:: PROBLEM ::
Write out the lines of the material unchanged, from the line with "--target=paved road --vertices=whole-pixels" through the end of the material, including both the first and the last line. Omit the pictures from your answer.

Outline entries for images
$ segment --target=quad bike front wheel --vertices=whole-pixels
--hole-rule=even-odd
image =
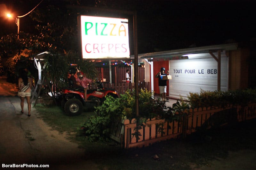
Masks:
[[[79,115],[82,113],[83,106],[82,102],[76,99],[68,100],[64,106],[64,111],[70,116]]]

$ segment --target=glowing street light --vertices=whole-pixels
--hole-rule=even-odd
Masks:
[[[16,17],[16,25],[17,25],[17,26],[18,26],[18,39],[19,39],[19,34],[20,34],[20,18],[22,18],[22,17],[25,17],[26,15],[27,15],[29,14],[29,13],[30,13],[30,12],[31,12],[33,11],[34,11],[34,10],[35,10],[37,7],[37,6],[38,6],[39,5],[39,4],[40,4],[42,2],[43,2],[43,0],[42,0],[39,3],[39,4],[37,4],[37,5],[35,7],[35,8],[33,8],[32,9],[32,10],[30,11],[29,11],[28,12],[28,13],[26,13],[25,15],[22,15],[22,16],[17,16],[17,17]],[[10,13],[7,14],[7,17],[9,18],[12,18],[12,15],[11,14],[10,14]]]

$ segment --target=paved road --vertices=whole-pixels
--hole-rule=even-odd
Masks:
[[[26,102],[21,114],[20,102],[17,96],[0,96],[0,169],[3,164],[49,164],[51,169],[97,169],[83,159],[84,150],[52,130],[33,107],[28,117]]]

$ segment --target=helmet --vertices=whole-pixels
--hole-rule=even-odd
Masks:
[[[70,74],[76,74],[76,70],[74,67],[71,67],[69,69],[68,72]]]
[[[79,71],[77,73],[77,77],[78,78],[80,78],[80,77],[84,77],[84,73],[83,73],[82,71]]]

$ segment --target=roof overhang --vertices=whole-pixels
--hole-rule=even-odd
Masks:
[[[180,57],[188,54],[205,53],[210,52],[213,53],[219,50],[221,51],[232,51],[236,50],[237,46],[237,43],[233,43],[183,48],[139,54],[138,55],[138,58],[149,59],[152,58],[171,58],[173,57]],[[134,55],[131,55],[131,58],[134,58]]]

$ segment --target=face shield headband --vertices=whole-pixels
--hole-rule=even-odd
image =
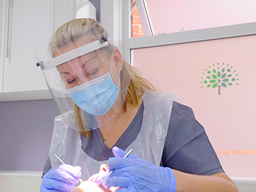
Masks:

:: WRITTEN ANSWER ::
$ segment --target=paved road --vertices=whole-pixels
--hole-rule=even-odd
Masks:
[[[26,102],[21,114],[20,102],[17,96],[0,96],[0,169],[3,164],[49,164],[51,169],[97,169],[83,159],[84,150],[52,130],[33,107],[28,117]]]

$ segment --target=helmet --vertices=whole-pixels
--hole-rule=even-odd
Masks:
[[[70,74],[76,74],[76,70],[74,67],[71,67],[69,69],[68,72]]]
[[[79,71],[77,73],[77,77],[78,78],[80,78],[80,77],[84,77],[84,73],[83,73],[82,71]]]

$ segment --target=roof overhang --vertices=whole-pixels
--hole-rule=even-odd
Masks:
[[[180,57],[188,54],[205,53],[210,52],[213,53],[219,50],[221,51],[232,51],[236,50],[237,46],[237,43],[233,43],[183,48],[139,54],[138,55],[138,58],[149,59],[152,58],[171,58],[173,57]],[[134,55],[131,55],[131,58],[134,58]]]

$ segment --target=face shield headband --vertices=whole-pixels
--hole-rule=even-odd
image =
Masks:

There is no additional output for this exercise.